▼▼▼

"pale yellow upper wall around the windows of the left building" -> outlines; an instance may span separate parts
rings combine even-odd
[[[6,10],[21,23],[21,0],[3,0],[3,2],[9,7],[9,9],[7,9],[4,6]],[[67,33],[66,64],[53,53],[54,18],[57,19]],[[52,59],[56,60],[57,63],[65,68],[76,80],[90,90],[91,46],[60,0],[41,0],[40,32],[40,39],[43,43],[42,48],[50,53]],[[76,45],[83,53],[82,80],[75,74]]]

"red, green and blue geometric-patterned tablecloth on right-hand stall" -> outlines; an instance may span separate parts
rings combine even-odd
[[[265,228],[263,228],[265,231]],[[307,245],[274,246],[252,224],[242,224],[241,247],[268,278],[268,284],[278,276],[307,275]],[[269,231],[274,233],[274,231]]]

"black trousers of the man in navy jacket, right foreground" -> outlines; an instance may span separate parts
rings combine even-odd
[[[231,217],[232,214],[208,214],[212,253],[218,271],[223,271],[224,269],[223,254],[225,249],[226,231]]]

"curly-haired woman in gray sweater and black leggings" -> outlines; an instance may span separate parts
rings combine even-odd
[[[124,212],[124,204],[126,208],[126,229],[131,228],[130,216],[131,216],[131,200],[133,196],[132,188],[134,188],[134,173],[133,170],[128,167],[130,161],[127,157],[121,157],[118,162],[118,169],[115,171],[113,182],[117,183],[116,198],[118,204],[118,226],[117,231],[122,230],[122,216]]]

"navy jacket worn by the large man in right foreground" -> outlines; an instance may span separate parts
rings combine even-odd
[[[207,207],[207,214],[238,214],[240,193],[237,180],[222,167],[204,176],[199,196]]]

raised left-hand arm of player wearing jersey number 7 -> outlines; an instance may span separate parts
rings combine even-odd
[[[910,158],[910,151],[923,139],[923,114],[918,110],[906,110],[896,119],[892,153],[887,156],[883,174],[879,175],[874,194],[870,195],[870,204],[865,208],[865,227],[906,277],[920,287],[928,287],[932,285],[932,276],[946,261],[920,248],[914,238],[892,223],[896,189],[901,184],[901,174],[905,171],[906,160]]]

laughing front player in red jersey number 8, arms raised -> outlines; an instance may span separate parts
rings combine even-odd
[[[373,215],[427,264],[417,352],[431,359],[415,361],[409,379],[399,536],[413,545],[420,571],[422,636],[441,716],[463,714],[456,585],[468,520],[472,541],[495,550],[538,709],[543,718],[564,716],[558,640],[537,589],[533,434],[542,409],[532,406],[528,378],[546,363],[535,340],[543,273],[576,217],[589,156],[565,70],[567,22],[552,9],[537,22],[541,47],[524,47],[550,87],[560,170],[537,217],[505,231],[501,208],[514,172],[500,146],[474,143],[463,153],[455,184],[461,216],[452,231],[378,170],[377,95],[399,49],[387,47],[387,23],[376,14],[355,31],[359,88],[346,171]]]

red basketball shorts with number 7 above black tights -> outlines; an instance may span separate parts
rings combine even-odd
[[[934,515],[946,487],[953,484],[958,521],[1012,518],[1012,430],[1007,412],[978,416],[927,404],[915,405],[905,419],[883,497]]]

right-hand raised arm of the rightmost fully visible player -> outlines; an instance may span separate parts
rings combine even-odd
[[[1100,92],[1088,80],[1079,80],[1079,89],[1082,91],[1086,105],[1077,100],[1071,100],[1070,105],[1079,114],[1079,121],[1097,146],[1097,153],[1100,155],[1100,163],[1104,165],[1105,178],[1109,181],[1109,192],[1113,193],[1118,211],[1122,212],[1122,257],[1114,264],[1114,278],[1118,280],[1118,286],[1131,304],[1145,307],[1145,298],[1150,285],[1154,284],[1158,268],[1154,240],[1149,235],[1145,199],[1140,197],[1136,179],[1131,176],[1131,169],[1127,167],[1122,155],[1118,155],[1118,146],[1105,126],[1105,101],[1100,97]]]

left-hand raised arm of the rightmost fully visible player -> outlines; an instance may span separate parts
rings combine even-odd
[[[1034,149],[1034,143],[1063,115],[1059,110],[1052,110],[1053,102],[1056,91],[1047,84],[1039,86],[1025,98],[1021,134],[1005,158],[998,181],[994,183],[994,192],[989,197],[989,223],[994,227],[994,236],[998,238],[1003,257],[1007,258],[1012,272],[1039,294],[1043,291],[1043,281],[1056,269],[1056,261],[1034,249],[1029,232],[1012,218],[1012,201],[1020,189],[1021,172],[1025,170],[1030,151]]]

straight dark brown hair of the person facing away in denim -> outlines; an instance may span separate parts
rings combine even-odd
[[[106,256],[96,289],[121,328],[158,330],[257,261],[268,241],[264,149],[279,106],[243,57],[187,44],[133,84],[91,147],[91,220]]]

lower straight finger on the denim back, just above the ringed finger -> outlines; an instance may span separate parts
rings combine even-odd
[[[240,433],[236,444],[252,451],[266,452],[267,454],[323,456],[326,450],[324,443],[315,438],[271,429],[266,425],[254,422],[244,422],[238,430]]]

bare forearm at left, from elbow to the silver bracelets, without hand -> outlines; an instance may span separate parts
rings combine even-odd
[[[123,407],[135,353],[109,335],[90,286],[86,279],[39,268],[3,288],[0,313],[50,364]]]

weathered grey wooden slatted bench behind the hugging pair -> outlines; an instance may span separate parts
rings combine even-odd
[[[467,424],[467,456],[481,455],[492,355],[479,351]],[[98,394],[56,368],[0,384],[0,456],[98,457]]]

▲▲▲

**WHAT IS REQUIRED:**
Wherever the string "denim" is found in the entries, copy the line it sits in.

**EXERCISE SOLUTION:**
straight dark brown hair of the person facing away in denim -> outlines; an instance may span separate parts
lower straight finger on the denim back, just above the ringed finger -> outlines; an instance may span separate parts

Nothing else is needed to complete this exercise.